Stored records
---

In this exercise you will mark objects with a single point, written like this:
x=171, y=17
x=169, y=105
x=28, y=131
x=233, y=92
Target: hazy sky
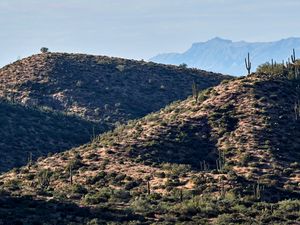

---

▶ **What this task involves**: Above are records to transcribe exactly; leave their pictures out.

▶ **Task result**:
In this exercise you will mark objects with a single point, written like this:
x=171, y=17
x=169, y=105
x=28, y=131
x=233, y=92
Target: hazy sky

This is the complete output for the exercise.